Aim of the task: The expected result is every line of the records, printed exactly.

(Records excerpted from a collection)

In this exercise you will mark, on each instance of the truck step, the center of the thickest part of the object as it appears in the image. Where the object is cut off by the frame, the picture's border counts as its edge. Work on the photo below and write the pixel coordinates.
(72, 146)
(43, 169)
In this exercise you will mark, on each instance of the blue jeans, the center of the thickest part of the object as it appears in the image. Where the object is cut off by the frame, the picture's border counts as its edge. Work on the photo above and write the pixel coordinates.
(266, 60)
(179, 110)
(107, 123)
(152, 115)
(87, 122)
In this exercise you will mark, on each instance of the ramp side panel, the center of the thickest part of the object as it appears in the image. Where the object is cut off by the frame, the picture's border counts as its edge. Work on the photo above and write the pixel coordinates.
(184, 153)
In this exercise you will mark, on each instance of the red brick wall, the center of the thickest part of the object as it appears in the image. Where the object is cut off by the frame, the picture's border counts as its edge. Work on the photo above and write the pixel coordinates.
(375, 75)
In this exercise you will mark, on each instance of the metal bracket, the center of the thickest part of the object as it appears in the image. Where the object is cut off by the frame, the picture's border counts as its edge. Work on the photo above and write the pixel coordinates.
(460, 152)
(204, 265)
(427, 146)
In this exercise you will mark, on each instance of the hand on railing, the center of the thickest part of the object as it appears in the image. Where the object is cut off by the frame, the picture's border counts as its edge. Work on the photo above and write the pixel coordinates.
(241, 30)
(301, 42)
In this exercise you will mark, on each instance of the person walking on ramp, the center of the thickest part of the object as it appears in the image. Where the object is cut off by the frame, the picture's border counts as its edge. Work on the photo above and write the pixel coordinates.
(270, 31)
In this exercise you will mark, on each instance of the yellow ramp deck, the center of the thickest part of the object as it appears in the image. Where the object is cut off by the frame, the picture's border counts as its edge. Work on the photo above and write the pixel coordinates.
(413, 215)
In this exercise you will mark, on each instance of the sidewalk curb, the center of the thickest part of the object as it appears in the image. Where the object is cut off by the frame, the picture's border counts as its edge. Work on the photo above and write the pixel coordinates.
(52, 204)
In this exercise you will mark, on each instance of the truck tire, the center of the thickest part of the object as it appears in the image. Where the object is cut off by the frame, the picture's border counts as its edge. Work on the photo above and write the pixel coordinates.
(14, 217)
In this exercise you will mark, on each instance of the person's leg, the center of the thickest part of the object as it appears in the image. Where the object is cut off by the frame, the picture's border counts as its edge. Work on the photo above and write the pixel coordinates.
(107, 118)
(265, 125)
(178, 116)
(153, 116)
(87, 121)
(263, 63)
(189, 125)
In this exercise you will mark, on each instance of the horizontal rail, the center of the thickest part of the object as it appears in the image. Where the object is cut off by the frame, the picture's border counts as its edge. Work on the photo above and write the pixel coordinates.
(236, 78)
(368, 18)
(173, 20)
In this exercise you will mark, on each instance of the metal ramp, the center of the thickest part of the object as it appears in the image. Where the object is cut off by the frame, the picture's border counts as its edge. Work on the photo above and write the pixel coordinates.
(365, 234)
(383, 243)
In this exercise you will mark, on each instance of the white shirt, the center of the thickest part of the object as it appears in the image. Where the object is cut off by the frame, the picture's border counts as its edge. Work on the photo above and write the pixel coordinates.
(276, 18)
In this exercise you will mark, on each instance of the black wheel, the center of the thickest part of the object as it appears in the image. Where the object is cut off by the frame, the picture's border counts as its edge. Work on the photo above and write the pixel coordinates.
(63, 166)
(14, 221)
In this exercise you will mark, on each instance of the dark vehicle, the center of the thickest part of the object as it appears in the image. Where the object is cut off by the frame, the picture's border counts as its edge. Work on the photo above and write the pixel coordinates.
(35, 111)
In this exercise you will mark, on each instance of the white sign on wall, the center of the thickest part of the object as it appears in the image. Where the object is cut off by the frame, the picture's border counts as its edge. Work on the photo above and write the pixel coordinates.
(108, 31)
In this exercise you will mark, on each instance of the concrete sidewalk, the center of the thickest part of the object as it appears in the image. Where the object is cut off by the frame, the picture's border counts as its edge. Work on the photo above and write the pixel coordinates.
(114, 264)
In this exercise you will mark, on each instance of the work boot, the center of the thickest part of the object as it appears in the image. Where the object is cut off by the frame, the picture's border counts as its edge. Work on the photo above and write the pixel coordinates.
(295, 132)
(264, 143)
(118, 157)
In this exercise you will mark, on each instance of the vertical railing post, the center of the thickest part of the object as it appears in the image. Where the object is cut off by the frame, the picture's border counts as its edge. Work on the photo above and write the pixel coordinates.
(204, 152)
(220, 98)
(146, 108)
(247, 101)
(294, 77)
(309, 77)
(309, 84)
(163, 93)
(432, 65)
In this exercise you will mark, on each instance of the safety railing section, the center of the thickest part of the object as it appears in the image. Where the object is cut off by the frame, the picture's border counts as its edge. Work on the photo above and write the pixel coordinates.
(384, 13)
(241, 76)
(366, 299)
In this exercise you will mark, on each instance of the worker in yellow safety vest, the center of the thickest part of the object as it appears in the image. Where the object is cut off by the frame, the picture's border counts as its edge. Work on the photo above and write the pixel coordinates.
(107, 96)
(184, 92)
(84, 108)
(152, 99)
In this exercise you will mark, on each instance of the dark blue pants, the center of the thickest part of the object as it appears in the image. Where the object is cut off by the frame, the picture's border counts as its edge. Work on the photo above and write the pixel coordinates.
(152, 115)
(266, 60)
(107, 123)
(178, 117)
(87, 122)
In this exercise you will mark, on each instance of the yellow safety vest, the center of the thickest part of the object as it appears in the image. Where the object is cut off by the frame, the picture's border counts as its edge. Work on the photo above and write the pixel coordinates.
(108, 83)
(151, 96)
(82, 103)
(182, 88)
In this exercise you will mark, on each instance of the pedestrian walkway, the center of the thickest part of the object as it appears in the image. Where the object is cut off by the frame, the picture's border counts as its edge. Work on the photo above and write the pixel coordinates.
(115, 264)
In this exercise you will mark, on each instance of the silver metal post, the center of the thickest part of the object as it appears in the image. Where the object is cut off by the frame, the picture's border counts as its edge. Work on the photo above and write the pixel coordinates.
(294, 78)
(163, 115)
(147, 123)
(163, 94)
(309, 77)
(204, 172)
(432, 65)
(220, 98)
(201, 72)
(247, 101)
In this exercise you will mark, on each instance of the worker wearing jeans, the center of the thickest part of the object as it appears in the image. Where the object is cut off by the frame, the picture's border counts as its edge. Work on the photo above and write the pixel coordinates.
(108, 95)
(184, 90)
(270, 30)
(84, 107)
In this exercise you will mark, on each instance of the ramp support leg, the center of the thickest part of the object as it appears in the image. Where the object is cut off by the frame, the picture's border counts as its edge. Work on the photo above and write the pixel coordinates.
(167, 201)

Answer to the exercise:
In this exercise you will mark, on each instance of the truck step, the center of the thickest part of the object as it appears in the image. Where the object is cut off by the frame, the picture's border counts as its edge. Work on the photo below and write the pixel coordinates.
(72, 146)
(43, 169)
In this exercise you will mark, on each instance of the blue jeans, the center of the thickest part of the object as it appears in the image. Where the object is cut off by the frame, the picture's border counts as its edge. Work on the photo above and write the pixel coordinates.
(266, 60)
(179, 110)
(107, 123)
(152, 115)
(87, 122)
In this exercise you will mark, on each instance of the ramp side panel, the center of the thickest part of the object as it appears in the image. Where the object is cut off by the frame, the picture's border counts as its edge. Work on the photo above and write the pixel coordinates.
(184, 153)
In this exercise you will mark, on each instance of the red brick wall, the center of the thickest part of the object as it appears in the image. Where the object is cut off by the frame, the picture's border counts as its edge. Work on the photo above and write the pixel coordinates.
(375, 75)
In this exercise you will mark, on each instance of the metal bracket, the center of the thickest part of the object as it appears in the image. Where the object is cut off by the frame, the picture's border counts as its edge. Work on the photo above and write the pixel coordinates.
(460, 152)
(204, 265)
(427, 146)
In this exercise you will mark, on each instance of the hand on railing, the center of the thickest part of the object as it appears in the image. Where the object is cut off by the frame, the picture's border counts as its edge. Work on the photo above and write the pixel coordinates.
(241, 30)
(301, 42)
In this exercise you will mark, on each instance of the person walking on ramp, the center of the thickest part of the object as it appears in the image. Where the object is cut off by the frame, the picture's border counts as its edge. Work on the photo above and write the pixel coordinates.
(270, 31)
In this exercise you will mark, on each instance of the yellow ramp deck, the center of the thickest part of the object as it appears in the image. Where the object is cut off by the frame, the picture's border counts as its edge. Work on the photo above and write the pixel coordinates.
(413, 215)
In this exercise you will mark, on each instance of the sidewalk curb, the center of the thickest part of the object as it appears in the image. Where the object is cut off by the frame, the picture's border counts as its edge. Work on the photo above and write the pixel coordinates.
(52, 204)
In this exercise you will mark, on each instance of the truck tire, the center of the thickest part of the object as it appears in the image. Where the object is cut off by the frame, the picture's border counts as its edge. Work on the photo above and write the pixel coordinates.
(14, 217)
In this exercise you will mark, on each instance of the person's leg, the center of the thickest part of the object as it appears in the image. Where the object is cut off by the frame, the picture's border counts as its edge. Work on the photo above and write the pixel coordinates.
(107, 118)
(265, 125)
(178, 116)
(153, 116)
(87, 121)
(263, 63)
(189, 125)
In this exercise you will mark, on each instance of the horizontal rail, the center of the thickest part of the object as it appears in the image. Where the object is cut off by the frame, the picture's border counts as its edge. Work on the photo above and write the pixel coordinates.
(236, 78)
(368, 18)
(173, 20)
In this exercise you will mark, on each instance of the metal ramp, the center of the thickest part of the object as it appears in the image. Where the object is cut off by the frame, the picture's border counts as its edge. Work on the photo above and write the pixel coordinates.
(365, 234)
(383, 243)
In this exercise you will mark, on each instance of the white shirt, the center of the thickest part of the object as it appears in the image. Where the object is cut off by the frame, the picture's border counts as its edge. Work on the photo above and write the pixel coordinates.
(276, 18)
In this exercise you will mark, on each instance of the black wheel, the center of the thickest part of the object as it appears in the image. Where the object is cut off by the frame, the picture's border counts as its edge. Work on the photo above and write the pixel coordinates.
(63, 166)
(14, 221)
In this exercise you will mark, on each instance of the dark vehicle, the center of the thickest part of the object as it appears in the image. Where the object is cut off by the frame, the picture's border counts as its edge. Work on the photo above and write the pixel coordinates.
(35, 111)
In this exercise you will mark, on each instance of the white sign on wall, the center of the thickest part of the object as it appears in the image. Where the object is cut off by the frame, the picture's border counts as its edge. Work on the photo above and write the pixel coordinates.
(108, 31)
In this exercise you will mark, on each instance of the concrete sidewalk, the center of the thickest part of the object as it appears in the image. Where the object is cut off by the frame, the picture's border counts as its edge. Work on the photo above and write the pixel coordinates.
(114, 264)
In this exercise you will mark, on each instance of the work boot, the center of the thickest part of the object as it appears in the image. Where the object is cut off by the frame, the picture's border counts as its edge. Work on the photo above and write the pixel coordinates.
(295, 132)
(264, 143)
(118, 157)
In this exercise you will mark, on each instance of the vertical railing post, the center of the thickest part of the object as it appears in the image. Where the object is cut off by the frame, the picture's border counts as its edge. Work on the photo above and write the pixel coordinates.
(204, 152)
(220, 98)
(146, 108)
(247, 101)
(294, 77)
(309, 77)
(309, 84)
(163, 93)
(432, 65)
In this exercise you will mark, on each instance of the safety railing section, the center of the thickest part of the object as it appears in the image. Where the object is cut off by the frame, the picture's border counts as its edge. Work on the photo above and write the pixel coordinates.
(384, 13)
(241, 76)
(366, 299)
In this exercise you will mark, on each instance of the worker in yellow safety vest, the center of the thickest part of the object as it appears in the image. Where the object is cut off by the frame, the picture's border counts as its edge. Work on the photo above and write the pixel coordinates.
(107, 96)
(184, 92)
(84, 108)
(152, 99)
In this exercise you will mark, on each instance of the dark blue pants, the center of the thickest part of the object as it appears in the image. Where the object is cut off by the frame, the picture's border counts as its edge. Work on the photo above and write the pixel coordinates.
(152, 115)
(266, 60)
(107, 123)
(178, 117)
(87, 122)
In this exercise you will mark, on each instance of the yellow safety vest, the center of the thickest part of the object as it appears in the image. Where the object is cut off by the frame, the picture's border counts as its edge. Work on the photo above and write the pixel coordinates.
(108, 83)
(151, 96)
(82, 103)
(182, 88)
In this exercise you will mark, on each instance of the pedestrian walkway, the center of the thickest part of the object as it appears in the image. Where the object is cut off by the frame, the picture's border counts as its edge. Work on the photo above and write the pixel coordinates.
(115, 264)
In this exercise you will mark, on each instance of the silver metal post, the center of the thickest part of the object as it appears in the image. Where the object is cut off by the frame, the picture's border counts as its edge. Work on the photo above and write the pixel coordinates.
(294, 78)
(163, 115)
(147, 123)
(163, 94)
(309, 77)
(204, 172)
(432, 65)
(220, 98)
(201, 72)
(247, 101)
In this exercise you will mark, on each instance of the worker wearing jeans, the center of the thickest part of the object as it appears in the image. Where the object is cut off by the frame, the picture's border counts as its edge. Work on the photo above and write the pixel coordinates.
(108, 95)
(184, 90)
(270, 30)
(84, 107)
In this exercise you will mark, on each instance of the ramp support leg, the center of the thickest part of the object as it appears in the image. Where the object is cut off by the frame, the picture's border counts as its edge. Work on the photo above and write the pixel coordinates.
(167, 201)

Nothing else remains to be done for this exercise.